== Provided text ==
- - -
Friday, January 31st 
Programme


  8.45 -  9.30  Welcome and registration

  9.30 - 10.15  Lecture by prof. Carol Ryff (University of Wisconsin, USA): Meaning, Ageing and Health

10.15 - 11.00 Lecture by prof. dr. Peter Derkx (University of Humanistic Studies): Humanism and Meaning in Life

11.00 - 11.30 Coffee Break

11.30 - 12.30 Discussion led by prof. dr. Jan Baars (University of Humanistic Studies)


12.30 - 13.30 Lunch break


13.30 - 15.15 2 Parallel Sessions:


5The Search for a Meaningful Life, by dr. Wander van der Vaart (University of Humanistic Studies)

The concept of a meaningful life is often discussed in relation to happiness and well-being. In scientific research on well-being two approaches dominate the field: the hedonic approach of "subjective well-being" with Ed Diener as the best-known researcher, and the eudaimonic approach of "psychological well-being" with Carol Ryff as the leading researcher. These approaches to well-being give rise to different views of meaning in life. A hedonistic approach of happiness suggests that people would look for meaning in life by striving for maximization of pleasure and minimization of pain. From a eudaimonic perspective of psychological well-being realizing human potential is the most important aim in life and would guide the search for meaning.

The papers in this session all echo to some extent this debate and in addition add a critical layer to it. They present empirical research that reflects not only the positive side of ‘searching for meaning’ but also its difficult or negative aspects. The search for a meaningful life entails dealing with happiness and depression, ideals and reality, stress and excitement – to cite some notions that picture this session.
- - -
== Supplied data ==
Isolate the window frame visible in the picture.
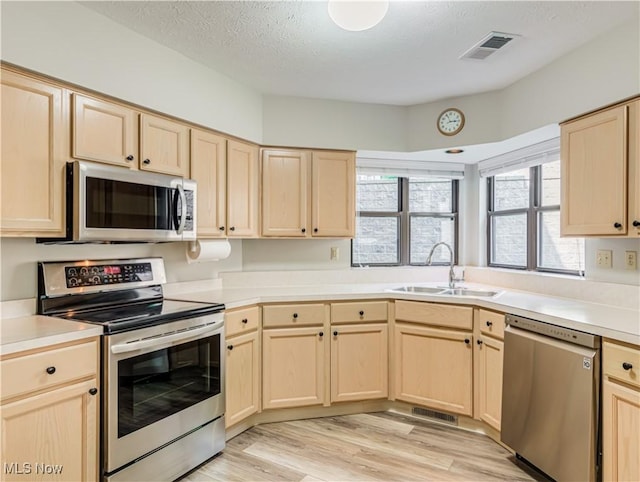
- - -
== Required action 1 ==
In the conference programme, translate this sentence into Spanish: "These approaches to well-being give rise to different views of meaning in life."
== Required action 2 ==
Carry the conference programme forward from its final sentence.

== Answer area 1 ==
Estos enfoques del bienestar dan lugar a distintas visiones del sentido de la vida.

== Answer area 2 ==
While the search for meaning is the task of the individual, it is essentially social too. The  papers reflect this continuum by their main themes: reaching balance through mindfulness-based interventions, searching for a meaningful life through travel, and changes in meaning in life as connected to changes in society.

 

Papers:

Kate Spiegelhalter MSc (Sussex University, UK): Accepting the Void

Dr. Sebastian Filep (University of Otago, New Zealand): The Role of Travel in Our Search for a Meaningful Life

Nicola Richter MA (University of Hamburg  / London Metropolitan University)Towards Understanding Peoples' Ideals and Realities about Meaning in Life

Zsófia Szlamka BA (Eötvös Loránd University, Budapest, Hungary): Anonymity – Communication in an Online Society


6. The art of living: Autonomy, meaning and well-being across the lifespan, by prof. dr. Gerben Westerhof (Twente University, the Netherlands).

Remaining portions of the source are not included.